Write out the rows below again, replacing every "biggest" with "largest" and changing nothing else.
╭─ RECORDS SUPPLIED
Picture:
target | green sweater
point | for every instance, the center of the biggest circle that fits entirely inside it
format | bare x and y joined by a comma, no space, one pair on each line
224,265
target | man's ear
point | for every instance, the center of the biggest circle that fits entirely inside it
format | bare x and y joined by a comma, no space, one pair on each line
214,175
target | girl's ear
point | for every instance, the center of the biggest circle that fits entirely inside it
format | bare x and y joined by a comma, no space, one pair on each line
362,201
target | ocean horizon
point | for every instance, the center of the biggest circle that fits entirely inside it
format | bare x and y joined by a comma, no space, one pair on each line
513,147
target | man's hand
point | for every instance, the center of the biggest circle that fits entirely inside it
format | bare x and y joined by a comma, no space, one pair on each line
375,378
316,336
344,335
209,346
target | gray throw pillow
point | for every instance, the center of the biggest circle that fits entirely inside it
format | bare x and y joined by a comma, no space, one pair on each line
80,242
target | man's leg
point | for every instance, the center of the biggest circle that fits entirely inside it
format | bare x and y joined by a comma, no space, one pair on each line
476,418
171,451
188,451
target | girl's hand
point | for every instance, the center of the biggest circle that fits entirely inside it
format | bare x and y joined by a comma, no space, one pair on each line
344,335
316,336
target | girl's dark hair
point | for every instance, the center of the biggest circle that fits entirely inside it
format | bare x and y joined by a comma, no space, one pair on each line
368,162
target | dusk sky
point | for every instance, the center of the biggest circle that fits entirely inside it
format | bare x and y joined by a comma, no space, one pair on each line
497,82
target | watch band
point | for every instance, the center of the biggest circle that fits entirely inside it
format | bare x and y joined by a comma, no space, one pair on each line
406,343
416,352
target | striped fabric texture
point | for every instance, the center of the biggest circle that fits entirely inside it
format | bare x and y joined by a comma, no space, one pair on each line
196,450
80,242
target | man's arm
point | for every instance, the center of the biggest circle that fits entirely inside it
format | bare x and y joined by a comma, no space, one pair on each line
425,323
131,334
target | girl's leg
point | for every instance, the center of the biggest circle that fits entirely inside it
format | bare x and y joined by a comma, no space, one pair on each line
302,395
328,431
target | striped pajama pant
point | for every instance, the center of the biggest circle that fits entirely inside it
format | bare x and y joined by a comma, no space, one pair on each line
╰─
[ANSWER TO THIS EXERCISE]:
Picture:
target | green sweater
point | for every instance, the center of the largest circle that fits entirely inside it
format | bare x and y joined by a comma, no space, one pair on each line
224,265
target | man's ear
point | for every instance, the center of the largest circle that fits entirely inside it
format | bare x and y joined by a comma, no space, one pair on each line
214,175
target | girl's ear
point | for every instance, the center of the largest circle that fits entirely inside it
format | bare x and y joined by a comma, no space, one pair on each line
362,201
target | ocean horizon
point | for every instance, the center of the largest circle that fits entirely inside it
format | bare x and y joined by a comma, no space, one pair on each line
513,147
target | man's hand
point | for every instance, the center of the largest circle that fits entirely inside it
format | bare x and y joined by a comma, no space, one pair on each line
375,378
316,336
344,335
209,346
target | gray throw pillow
point | for every instance, the center of the largest circle that fits entirely inside it
format | bare x and y joined by a comma, no space, one pair on each line
80,242
target | man's leg
point | for every instance, the center of the largest circle that fits entirely inside it
format | bare x and y joined by a comma, no space, one pair on each line
476,418
171,451
188,451
target | girl's hand
point | for every instance, the center of the largest circle that fits entirely inside it
format | bare x and y joined by a comma, no space, one pair on each line
344,335
316,336
target | girl's dark hair
point | for every instance, the center of the largest circle that fits entirely inside it
format | bare x and y joined by a comma, no space, one pair on each line
368,162
target | dusk sky
point | for every instance, the center of the largest circle that fits entirely inside it
format | bare x and y joined by a comma, no space, one pair on each line
497,82
target | watch band
point | for every instance, the center of the largest circle that fits entirely inside it
format | bare x and y joined by a comma, no space, one pair on each line
406,343
416,352
target | striped fabric texture
point | for every instance, the center of the largest circle that fits entirely inside it
format | bare x and y joined by a comma, no space, one pair on each line
196,450
80,242
target | man's arm
point | for every instance, the center of the largest circle that fits entirely inside it
format | bare x and y joined by a comma, no space, one pair on each line
425,323
131,334
target | girl's leg
point | for every instance, the center of the largest circle that fits entirely inside it
format | bare x and y joined by a comma, no space, one pair on each line
302,395
328,431
target | striped pajama pant
point | for every instance, the center of the largest circle that fits entirely inside it
format | bare x and y joined by a comma, no space, one pair on each line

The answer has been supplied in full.